- **SUPPLIED PASSAGE**:
>> START
# Help me with buying a big watch



## slepchor (Jun 9, 2012)

Hello, I am new into collecting watches and I recently decided I want a big, black watch for my collection. I know that watches above 45mm are considered to be ugly and awfully large, so I don't want people start bragging about their 38mm watches or telling me to get a wall-clock. I just need help from anyone that has an image or information.  
I am between 5 watches, the prices are not so relevant, but this is not really a problem. The looks matter, and I want the watch big, impressive and all black.
So they are : 1) Fossil jr1354 2) TW steel cool black TW821 3) Tendence round gulliver all black chronograph 4) Police viper chronograph (black dial) 5) Haemmer HC-29 brooklyn chronograph 50mm 
As the pics on the net are really few I would really appreciate anyone who could tell me something about these watches or even better post a photo, or why not, suggest something else. Thanks;-)


----------



## StufflerMike (Mar 23, 2010)

Have a look at the 55mm Laco pilot's watch. Even Arnold S. is wearing one. ;-)


----------



## slepchor (Jun 9, 2012)

Thanks Mike, but I'd rather go for a chronograph.. Plus, at 55mm Laco is too big even for a big watch..


----------



## V.I.T. (Mar 26, 2012)
>> END
- **PROBLEM 1**: Return the passage of the big-watch forum thread from "## StufflerMike (Mar" to "a big watch..", word for word.
- **PROBLEM 2**: Write the next part of the forum thread about buying a big watch, picking up right after its final line.

- **RECORDED DATA**:
>> START
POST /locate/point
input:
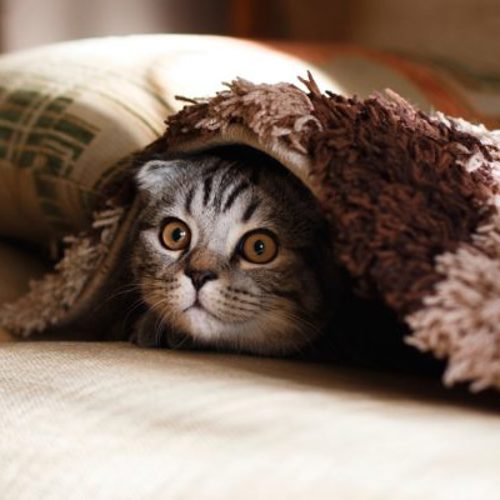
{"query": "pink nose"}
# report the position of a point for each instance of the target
(199, 278)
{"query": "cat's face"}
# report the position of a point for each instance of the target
(231, 255)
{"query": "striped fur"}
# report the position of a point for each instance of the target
(274, 308)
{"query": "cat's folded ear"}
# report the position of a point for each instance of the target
(154, 174)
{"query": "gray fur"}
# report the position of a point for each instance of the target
(274, 308)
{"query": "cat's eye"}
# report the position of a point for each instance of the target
(175, 235)
(259, 246)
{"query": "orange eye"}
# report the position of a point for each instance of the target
(259, 246)
(175, 235)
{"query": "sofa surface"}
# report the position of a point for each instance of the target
(104, 420)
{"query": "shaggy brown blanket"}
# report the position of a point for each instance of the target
(412, 199)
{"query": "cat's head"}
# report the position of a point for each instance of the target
(232, 253)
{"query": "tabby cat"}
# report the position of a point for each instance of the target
(231, 254)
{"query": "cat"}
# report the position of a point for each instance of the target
(231, 253)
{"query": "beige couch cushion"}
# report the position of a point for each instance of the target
(113, 421)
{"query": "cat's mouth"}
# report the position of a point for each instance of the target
(198, 306)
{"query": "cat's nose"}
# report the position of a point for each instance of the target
(199, 278)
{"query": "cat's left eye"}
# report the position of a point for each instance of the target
(175, 235)
(259, 246)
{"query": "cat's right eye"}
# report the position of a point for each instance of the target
(175, 235)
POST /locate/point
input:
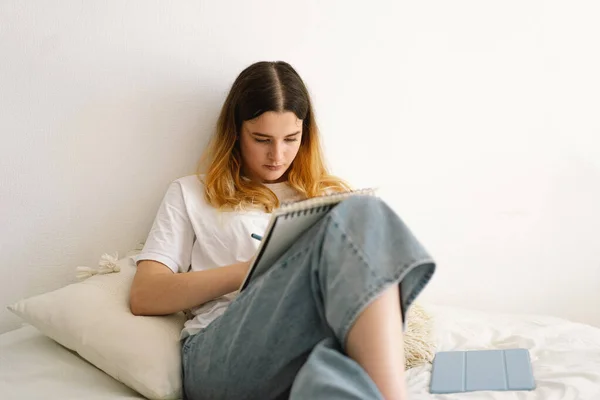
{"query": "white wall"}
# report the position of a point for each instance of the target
(478, 119)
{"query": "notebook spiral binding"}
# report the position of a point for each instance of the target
(320, 204)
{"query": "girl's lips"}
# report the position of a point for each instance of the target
(274, 167)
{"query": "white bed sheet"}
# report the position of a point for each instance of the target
(565, 355)
(565, 358)
(33, 366)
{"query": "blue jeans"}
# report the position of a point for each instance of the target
(283, 336)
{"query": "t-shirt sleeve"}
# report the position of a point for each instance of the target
(171, 238)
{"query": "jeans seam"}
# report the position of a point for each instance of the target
(380, 286)
(346, 237)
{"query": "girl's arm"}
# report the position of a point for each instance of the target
(156, 290)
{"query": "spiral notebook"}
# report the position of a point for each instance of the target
(288, 223)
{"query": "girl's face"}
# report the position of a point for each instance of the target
(269, 144)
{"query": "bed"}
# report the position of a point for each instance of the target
(565, 358)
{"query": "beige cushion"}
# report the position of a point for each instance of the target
(93, 318)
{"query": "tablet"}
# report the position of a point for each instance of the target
(467, 371)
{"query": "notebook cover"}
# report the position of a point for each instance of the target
(288, 222)
(466, 371)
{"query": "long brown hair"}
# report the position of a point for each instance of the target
(261, 87)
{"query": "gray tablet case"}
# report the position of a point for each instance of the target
(466, 371)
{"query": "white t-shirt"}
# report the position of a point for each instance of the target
(189, 234)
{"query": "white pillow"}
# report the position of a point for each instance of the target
(93, 318)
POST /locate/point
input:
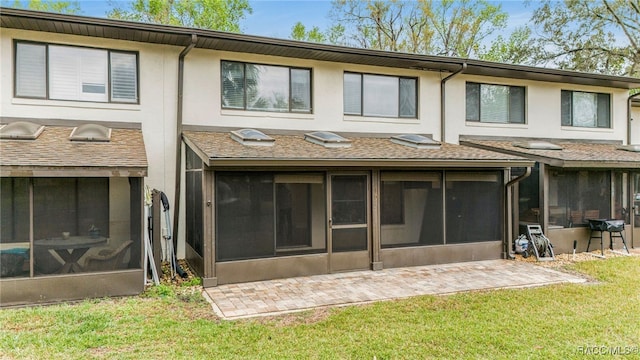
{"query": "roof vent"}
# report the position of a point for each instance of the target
(22, 130)
(632, 148)
(327, 139)
(416, 141)
(537, 145)
(90, 132)
(252, 137)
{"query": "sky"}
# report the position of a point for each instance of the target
(275, 18)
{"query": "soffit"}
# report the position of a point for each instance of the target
(575, 154)
(216, 40)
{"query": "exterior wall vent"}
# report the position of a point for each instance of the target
(21, 130)
(631, 147)
(327, 139)
(537, 145)
(91, 132)
(416, 141)
(252, 137)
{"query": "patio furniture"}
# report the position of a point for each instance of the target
(575, 217)
(108, 259)
(615, 228)
(70, 250)
(539, 244)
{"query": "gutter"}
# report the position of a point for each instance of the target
(509, 185)
(443, 99)
(629, 116)
(176, 202)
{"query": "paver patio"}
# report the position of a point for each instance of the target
(262, 298)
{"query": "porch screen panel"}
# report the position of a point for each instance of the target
(78, 206)
(411, 209)
(578, 195)
(473, 210)
(194, 210)
(14, 227)
(244, 216)
(300, 214)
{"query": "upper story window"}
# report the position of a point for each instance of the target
(495, 103)
(585, 109)
(60, 72)
(380, 95)
(265, 87)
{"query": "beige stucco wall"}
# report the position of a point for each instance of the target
(156, 111)
(542, 112)
(203, 98)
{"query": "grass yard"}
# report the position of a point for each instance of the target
(553, 322)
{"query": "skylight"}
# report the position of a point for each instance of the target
(537, 145)
(252, 137)
(631, 147)
(327, 139)
(416, 141)
(90, 132)
(22, 130)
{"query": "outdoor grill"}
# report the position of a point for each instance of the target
(615, 228)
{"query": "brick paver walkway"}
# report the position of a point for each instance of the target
(272, 297)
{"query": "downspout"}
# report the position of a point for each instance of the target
(443, 99)
(176, 202)
(509, 185)
(629, 116)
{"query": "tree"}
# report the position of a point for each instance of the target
(518, 48)
(444, 27)
(593, 36)
(299, 32)
(62, 7)
(223, 15)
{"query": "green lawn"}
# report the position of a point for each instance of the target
(553, 322)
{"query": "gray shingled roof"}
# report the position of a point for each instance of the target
(217, 148)
(52, 153)
(574, 153)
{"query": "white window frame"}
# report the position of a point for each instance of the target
(569, 116)
(76, 73)
(392, 103)
(290, 80)
(483, 100)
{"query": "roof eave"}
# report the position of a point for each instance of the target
(71, 171)
(216, 40)
(381, 163)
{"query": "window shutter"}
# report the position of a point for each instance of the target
(124, 77)
(31, 70)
>> END
- **RIGHT ANSWER 1**:
## StufflerMike (Mar 23, 2010)

Have a look at the 55mm Laco pilot's watch. Even Arnold S. is wearing one. ;-)


----------



## slepchor (Jun 9, 2012)

Thanks Mike, but I'd rather go for a chronograph.. Plus, at 55mm Laco is too big even for a big watch..

- **RIGHT ANSWER 2**:
Those are all some sweet looking watches. 1) My nephew has that fossil and it is a gorgeous looking watch - but hard to read in the dark, and seems to me there is something lacking in build quality. 2) My brother in law owns a TW Steel watch and the crown position and size are a little awkward for him - seems like a good quality watch though. 3) Never heard of Tendence watches, won't comment. 4) Nothing against Police watches, I'm just not a fan. 5) I like the look of the Haemmer watches in general - decent build quality in my experience.

I'll throw a wrench into the whole thing and maybe get flogged on this forum but you should add the Nixon 51-30 black chrono into the mix. I own a white one and it is the one watch that always gets compliments and comments EVERY time I wear it. It is a big, thick, heavy watch that gets noticed. The one thing I will say about Nixon from experience is that they tend to be over priced - I guess value is what you perceive though, and I got mine for a substantial discount.


----------



## slepchor (Jun 9, 2012)

Thanks for the reply mate, I agree that nixon watches are over priced, and that is one of the reasons I left it out of the mix, the other one being that I'm not sure that there is an all-black edition of this watch (talking about 51-30 chrono, not pu or anything else)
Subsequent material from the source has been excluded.